(CONSIGNE): Pouvez-vous extraire mot pour mot, dans le texte sur l'exposition ci-dessous, le passage qui commence à « du 7 septembre au » et se termine à « d’un pays différent. » ?

(EXTRAIT DU TEXTE):

○ ○ ○ ○ ○

« Le regard intérieur »
du 7 septembre au 6 octobre 2024
La Galerie de la Cascade présente, avec fierté, à partir du 7 septembre 2024, l’artiste américain Francisco BENITEZ. Une ouverture sur les artistes d‘ailleurs que l’association étend réitérer en présentant chaque année une ou un plasticien d’un pays différent.
Ma dernière exposition personnelle en Aveyron remonte à 1997 et c’est un grand bonheur pour moi de m’emparer aujourd’hui des murs de la Galerie de la Cascade. Artiste américain aux origines en partie espagnoles, exposant souvent en Europe, j’ai toujours énormément apprécié le dialogue, riche, qui se noue ici avec les visiteurs et amateurs d’art. Je suis persuadé que cette nouvelle exposition à la Galerie de la Cascade sera à nouveau l’occasion de belles rencontres humaines et de riches échanges.

○ ○ ○ ○ ○

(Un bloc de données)
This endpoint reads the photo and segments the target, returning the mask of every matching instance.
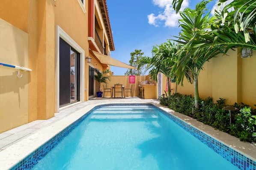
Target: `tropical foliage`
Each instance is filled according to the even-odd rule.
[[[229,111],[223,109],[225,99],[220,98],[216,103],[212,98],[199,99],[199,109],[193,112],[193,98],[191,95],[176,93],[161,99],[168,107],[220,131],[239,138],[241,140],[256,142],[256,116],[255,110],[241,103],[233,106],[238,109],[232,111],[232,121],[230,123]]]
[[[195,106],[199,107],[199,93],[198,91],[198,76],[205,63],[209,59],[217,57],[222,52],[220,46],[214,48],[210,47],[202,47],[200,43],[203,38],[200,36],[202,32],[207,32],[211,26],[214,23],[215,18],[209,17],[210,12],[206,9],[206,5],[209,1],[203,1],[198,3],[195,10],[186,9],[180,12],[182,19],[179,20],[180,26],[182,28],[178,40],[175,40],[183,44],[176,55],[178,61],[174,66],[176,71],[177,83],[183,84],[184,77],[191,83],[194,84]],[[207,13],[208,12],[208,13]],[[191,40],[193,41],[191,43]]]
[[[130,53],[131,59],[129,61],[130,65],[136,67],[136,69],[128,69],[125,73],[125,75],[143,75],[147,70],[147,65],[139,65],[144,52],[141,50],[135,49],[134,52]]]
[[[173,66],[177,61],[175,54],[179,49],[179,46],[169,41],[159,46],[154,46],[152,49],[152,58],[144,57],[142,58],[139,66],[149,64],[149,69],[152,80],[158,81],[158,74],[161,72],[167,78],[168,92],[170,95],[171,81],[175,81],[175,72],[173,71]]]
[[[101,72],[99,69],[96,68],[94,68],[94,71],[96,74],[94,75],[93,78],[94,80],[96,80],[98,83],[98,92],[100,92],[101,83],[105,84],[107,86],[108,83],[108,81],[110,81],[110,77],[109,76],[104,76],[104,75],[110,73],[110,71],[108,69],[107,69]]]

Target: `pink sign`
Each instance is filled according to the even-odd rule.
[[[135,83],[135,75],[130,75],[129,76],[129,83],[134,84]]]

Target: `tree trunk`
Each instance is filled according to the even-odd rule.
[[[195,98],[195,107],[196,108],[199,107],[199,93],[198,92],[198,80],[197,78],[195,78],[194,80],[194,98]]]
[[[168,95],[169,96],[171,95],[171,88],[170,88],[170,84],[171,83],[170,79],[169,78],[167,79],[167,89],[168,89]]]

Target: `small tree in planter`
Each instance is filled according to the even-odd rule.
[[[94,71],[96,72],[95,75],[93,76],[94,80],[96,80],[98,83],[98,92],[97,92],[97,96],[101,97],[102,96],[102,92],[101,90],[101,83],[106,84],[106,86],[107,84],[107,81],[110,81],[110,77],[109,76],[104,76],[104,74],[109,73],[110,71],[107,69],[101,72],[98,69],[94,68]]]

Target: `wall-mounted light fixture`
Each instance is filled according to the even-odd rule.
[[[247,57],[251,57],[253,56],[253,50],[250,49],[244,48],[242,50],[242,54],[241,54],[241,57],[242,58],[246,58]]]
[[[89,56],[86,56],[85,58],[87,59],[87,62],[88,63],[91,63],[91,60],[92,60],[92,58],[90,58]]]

○ ○ ○ ○ ○

(RÉSULTAT CI-DESSOUS):
du 7 septembre au 6 octobre 2024
La Galerie de la Cascade présente, avec fierté, à partir du 7 septembre 2024, l’artiste américain Francisco BENITEZ. Une ouverture sur les artistes d‘ailleurs que l’association étend réitérer en présentant chaque année une ou un plasticien d’un pays différent.